> **Sayfa alıntısı**:
Selimiye'de namaz sözü

Ergenekon davası nedeniyle 7 yıl yurtdışında yaşayan Bedrettin Dalan, yeniden kurucusu olduğu üniversitenin başında. Türkiye’yi çok özlediğini söyleyen Dalan, yurtdışındayken ‘Dönünce Selimiye Camii’nde iki rekat namaz kılma’ sözünü geçen hafta gerçekleştirmiş.

Yayınlanma: 04.07.2015 - 20:59
Abone Ol google-news

Yurtdışında yaşadığı 7 yıl boyunca en çok vatanını özlemiş Bedrettin Dalan. İkinci özlediği başka hiçbir şey yok. Çünkü, “Vatanın içinde her şey var. İnsanı da var, kurdu da var, kuşu da var, taşı da var, toprağı da var, havası da var” diyor.

 

İki rekat namaz

Bir de yurtdışındayken kendine tek bir söz vermiş: Türkiye’ye dönünce Selimiye Camii’nde iki rekat namaz kılmak. Bu sözü de geçen hafta yerine getirmiş.

Ergenekon davasının “firari sanığı” olarak yargılanan, hakkındaki yakalama kararı kaldırıldıktan sonra 10 Mart’ta yurda dönen Bedrettin Dalan ile kurucusu olduğu Yeditepe Üniversitesi’ndeki odasında görüştük.

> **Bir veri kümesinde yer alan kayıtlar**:
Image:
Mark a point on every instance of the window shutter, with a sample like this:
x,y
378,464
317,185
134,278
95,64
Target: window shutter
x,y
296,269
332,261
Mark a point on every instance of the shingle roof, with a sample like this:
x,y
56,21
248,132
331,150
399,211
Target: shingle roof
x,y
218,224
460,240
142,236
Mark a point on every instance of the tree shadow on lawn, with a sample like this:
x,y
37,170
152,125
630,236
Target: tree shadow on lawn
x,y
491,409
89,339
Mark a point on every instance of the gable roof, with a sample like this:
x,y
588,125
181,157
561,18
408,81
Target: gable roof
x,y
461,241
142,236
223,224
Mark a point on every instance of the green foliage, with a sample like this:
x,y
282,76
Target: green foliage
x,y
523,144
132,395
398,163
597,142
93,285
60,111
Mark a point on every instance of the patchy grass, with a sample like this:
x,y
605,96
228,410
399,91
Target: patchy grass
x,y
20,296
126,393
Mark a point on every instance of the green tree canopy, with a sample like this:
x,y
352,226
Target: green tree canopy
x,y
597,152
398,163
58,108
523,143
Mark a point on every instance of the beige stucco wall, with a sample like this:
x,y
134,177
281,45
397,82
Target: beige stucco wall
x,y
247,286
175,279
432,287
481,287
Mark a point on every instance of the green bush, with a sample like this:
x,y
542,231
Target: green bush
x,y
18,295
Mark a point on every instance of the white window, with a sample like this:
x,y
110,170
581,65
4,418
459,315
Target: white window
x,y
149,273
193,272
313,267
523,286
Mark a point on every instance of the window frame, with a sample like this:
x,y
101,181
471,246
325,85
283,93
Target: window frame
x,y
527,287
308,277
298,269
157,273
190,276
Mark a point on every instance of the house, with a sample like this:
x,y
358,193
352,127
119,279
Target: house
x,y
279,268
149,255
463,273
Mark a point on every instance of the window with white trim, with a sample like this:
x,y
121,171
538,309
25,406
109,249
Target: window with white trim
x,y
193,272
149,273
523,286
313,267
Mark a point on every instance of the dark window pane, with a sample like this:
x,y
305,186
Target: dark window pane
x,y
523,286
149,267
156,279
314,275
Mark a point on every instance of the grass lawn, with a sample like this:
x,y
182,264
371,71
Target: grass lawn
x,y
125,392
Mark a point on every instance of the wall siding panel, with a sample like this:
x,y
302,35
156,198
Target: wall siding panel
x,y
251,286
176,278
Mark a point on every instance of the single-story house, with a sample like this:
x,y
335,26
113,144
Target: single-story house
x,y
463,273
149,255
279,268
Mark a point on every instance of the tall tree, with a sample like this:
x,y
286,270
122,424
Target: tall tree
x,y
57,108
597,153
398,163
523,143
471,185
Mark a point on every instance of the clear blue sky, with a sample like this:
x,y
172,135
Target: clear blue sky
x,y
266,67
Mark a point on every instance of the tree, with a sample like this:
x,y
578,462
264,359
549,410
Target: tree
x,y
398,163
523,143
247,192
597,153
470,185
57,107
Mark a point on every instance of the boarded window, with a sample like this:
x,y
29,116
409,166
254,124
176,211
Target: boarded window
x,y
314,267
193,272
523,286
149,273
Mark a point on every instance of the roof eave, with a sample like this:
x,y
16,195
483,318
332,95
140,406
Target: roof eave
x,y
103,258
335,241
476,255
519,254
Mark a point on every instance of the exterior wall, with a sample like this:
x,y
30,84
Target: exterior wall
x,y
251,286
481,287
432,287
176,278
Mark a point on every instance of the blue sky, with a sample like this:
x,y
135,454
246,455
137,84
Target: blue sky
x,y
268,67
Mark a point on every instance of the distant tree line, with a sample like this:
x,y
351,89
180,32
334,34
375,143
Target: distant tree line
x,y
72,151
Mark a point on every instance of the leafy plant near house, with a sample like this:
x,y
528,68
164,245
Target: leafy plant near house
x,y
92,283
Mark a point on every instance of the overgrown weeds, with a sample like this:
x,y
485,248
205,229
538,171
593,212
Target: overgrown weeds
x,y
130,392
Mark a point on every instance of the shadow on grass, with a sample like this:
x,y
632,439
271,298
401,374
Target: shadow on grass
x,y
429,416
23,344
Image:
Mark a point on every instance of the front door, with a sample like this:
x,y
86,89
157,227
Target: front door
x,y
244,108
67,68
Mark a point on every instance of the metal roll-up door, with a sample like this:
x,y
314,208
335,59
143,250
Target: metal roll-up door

> **Beklenen iş**:
Bedrettin Dalan haberinin "İki rekat namaz" sözleriyle başlayıp "hafta yerine getirmiş." sözleri de dahil olmak üzere oraya kadar süren bölümünü harfi harfine yazın. Yalnızca Bedrettin Dalan haberine dayanın.

> **Eksiksiz yanıt**:
İki rekat namaz

Bir de yurtdışındayken kendine tek bir söz vermiş: Türkiye’ye dönünce Selimiye Camii’nde iki rekat namaz kılmak. Bu sözü de geçen hafta yerine getirmiş.